* _What is being asked_
In the entries below, take the stretch from the line containing "of the **jet" through the line containing "146 88 L 150" and give it as a JSON list of strings, one string per line, leaving out blank lines.
Start Extracted data
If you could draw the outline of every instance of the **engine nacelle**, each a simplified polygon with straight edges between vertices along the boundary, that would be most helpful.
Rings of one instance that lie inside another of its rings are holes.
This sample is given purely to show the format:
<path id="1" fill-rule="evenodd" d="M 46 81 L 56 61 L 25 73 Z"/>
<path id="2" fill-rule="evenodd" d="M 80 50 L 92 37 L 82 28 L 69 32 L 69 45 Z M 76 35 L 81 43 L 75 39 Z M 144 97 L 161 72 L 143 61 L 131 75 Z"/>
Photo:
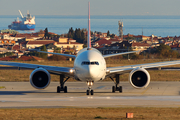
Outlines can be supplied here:
<path id="1" fill-rule="evenodd" d="M 34 71 L 32 71 L 29 79 L 30 79 L 31 85 L 34 88 L 44 89 L 49 85 L 51 81 L 51 76 L 46 69 L 37 68 Z"/>
<path id="2" fill-rule="evenodd" d="M 150 83 L 150 75 L 143 68 L 135 68 L 129 74 L 129 82 L 135 88 L 146 88 Z"/>

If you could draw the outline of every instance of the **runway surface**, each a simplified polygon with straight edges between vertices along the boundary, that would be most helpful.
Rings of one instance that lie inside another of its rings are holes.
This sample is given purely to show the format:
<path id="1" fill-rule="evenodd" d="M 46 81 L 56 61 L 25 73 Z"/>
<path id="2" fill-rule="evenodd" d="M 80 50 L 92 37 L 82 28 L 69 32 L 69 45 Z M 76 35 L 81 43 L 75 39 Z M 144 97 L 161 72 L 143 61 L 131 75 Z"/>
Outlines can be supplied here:
<path id="1" fill-rule="evenodd" d="M 151 82 L 146 89 L 121 82 L 123 93 L 112 93 L 113 82 L 97 82 L 93 96 L 86 95 L 83 82 L 66 82 L 68 93 L 56 93 L 58 85 L 51 82 L 46 89 L 37 90 L 29 82 L 0 82 L 0 108 L 180 107 L 180 82 Z"/>

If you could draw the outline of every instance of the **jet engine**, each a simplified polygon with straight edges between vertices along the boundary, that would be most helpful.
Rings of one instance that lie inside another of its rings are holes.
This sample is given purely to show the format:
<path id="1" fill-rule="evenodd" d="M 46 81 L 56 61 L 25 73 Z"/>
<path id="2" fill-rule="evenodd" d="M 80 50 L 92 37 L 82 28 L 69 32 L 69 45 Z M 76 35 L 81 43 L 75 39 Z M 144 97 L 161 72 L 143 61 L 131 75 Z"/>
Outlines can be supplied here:
<path id="1" fill-rule="evenodd" d="M 129 74 L 129 82 L 135 88 L 146 88 L 150 83 L 150 75 L 144 68 L 135 68 Z"/>
<path id="2" fill-rule="evenodd" d="M 51 76 L 46 69 L 37 68 L 34 71 L 32 71 L 29 79 L 30 79 L 31 85 L 34 88 L 44 89 L 49 85 L 51 81 Z"/>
End Extracted data
* _Reply_
[
  "If you could draw the outline of every instance of the **jet engine**, each a simplified polygon with straight edges between vertices along the boundary, that would be most helpful.",
  "Rings of one instance that lie inside another of its rings are holes.",
  "This sample is given purely to show the format:",
  "<path id=\"1\" fill-rule=\"evenodd\" d=\"M 46 81 L 56 61 L 25 73 Z\"/>",
  "<path id=\"2\" fill-rule=\"evenodd\" d=\"M 80 50 L 92 37 L 82 28 L 69 32 L 69 45 Z M 76 35 L 81 43 L 75 39 Z M 144 97 L 161 72 L 143 61 L 131 75 Z\"/>",
  "Outlines can be supplied here:",
  "<path id=\"1\" fill-rule=\"evenodd\" d=\"M 129 74 L 129 82 L 135 88 L 146 88 L 150 83 L 150 75 L 144 68 L 135 68 Z\"/>"
]